▸ Requirement: Continue the account below of the undercover police operation at a massage parlor, beginning after its final sentence.

▸ Passage:
-------------------------

The next thing we know, an undercover officer wearing a red hat is at the entrance of the massage parlor. We drive down the street toward York Boulevard and park near the parlor. Suddenly, the place is swarming with undercover officers, many of them wearing dark-blue jackets with the word “POLICE” inscribed in white letters on the back.
I see the African American officer in the throng. Our eyes meet and he walks toward me—the only non-LAPD person in the group. “It was 50 bucks for a hand job,” he tells me, adding: “She said she had no condoms today.” He explains that he had asked the masseuse for sex, but she offered to masturbate him instead for $50, ostensibly because there were no condoms at hand.
I see an officer escorting a young woman with brown hair out of the massage parlor. Her wrists are handcuffed behind her back and she’s sobbing. A female undercover officer explains that the woman, who was the only masseuse at the parlor at the time, has been arrested for a “prostitution act” under 647-B of the U.S. penal code. She is led to a dark-colored SUV and driven away by an undercover officer. (See the first of the accompanying videos for a glimpse of the woman being driven away.)

-------------------------

▸ Entries shown:
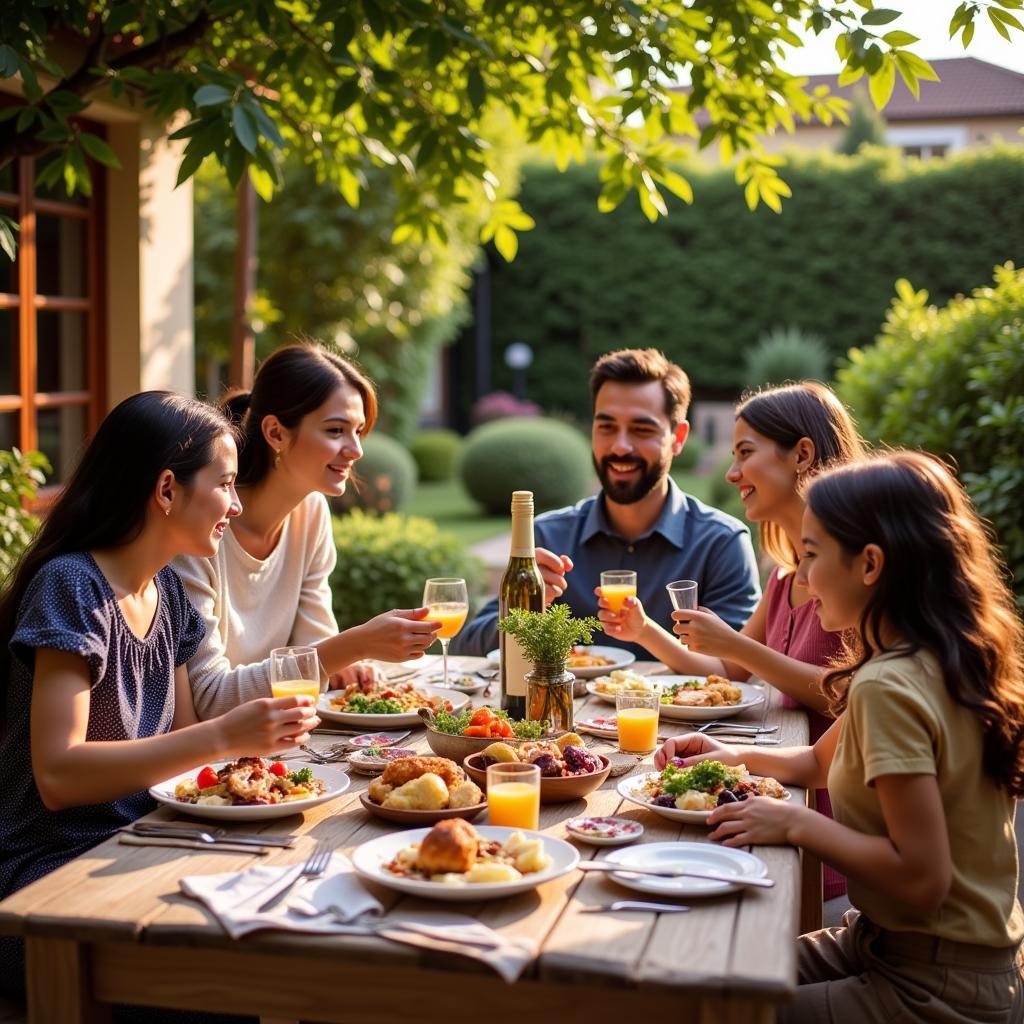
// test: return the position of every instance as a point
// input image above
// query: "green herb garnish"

-------------------------

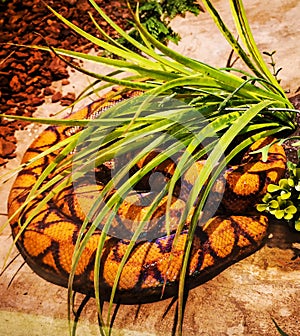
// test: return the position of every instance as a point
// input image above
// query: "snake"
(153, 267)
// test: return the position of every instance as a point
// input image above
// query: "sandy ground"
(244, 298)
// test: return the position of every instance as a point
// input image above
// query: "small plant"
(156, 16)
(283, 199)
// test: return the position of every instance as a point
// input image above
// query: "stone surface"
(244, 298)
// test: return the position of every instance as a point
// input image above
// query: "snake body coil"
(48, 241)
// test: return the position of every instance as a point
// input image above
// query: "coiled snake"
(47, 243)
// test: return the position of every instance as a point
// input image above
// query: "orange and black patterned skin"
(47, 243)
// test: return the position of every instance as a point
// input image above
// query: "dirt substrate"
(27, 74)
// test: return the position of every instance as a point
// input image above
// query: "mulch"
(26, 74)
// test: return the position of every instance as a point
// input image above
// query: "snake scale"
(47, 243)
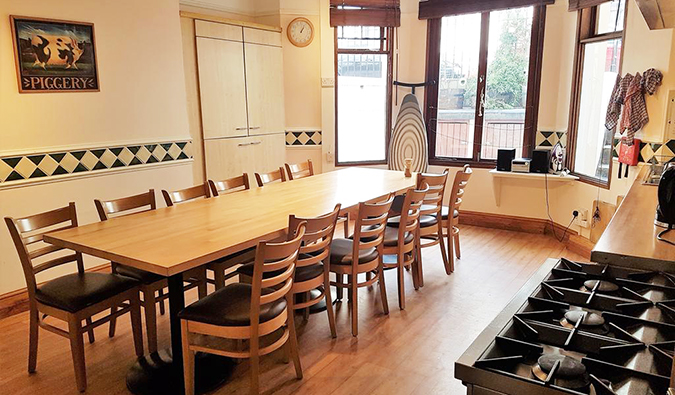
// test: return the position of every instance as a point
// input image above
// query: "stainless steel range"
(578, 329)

-------------------------

▸ Expected output:
Our next destination is a massage parlor in Eagle Rock that the LAPD raided in recent weeks. I’m told that a team of undercover officers will conduct another permit check to ascertain whether or not a pervious warning to have permits in order went unheeded. Called Foot Bath Health Spa, the massage parlor is located on 4742 Eagle Rock Blvd., across the street from , a medical marijuana dispensary that was robbed by two armed men in March.
When Priest, Gillanni and I get there—after a detour to a Starbucks near the York/Eagle Rock Boulevard intersection—undercover officers are questioning three young women. Some half-a-dozen people, evidently staff and customers at Eagle Rock Herbal Collective, are gawking at the scene outside the massage parlor. I am told that all three of the women being questioned don’t have the proper permits to give a massage or run a massage parlor.
The parlor has all the signs of a fly-by-night business, Priests tells me. The first sign? There are no proper massage tables, says Priest, pointing to wooden contraptions that look like they cost a tiny fraction of the price of professional massage table made of metal.
There appear to be plenty of other tell-tale signs. “A legitimate place would have a lot of women going to it,” explains Priest. “It will have real flowers”—he points to a set of plastic flowers displayed in one of the massage rooms—“and it won’t be run-down, warm and stinky.” He adds: “If you were a woman and came to a place like this, you would say, ‘I don’t want to come into a place like this.’”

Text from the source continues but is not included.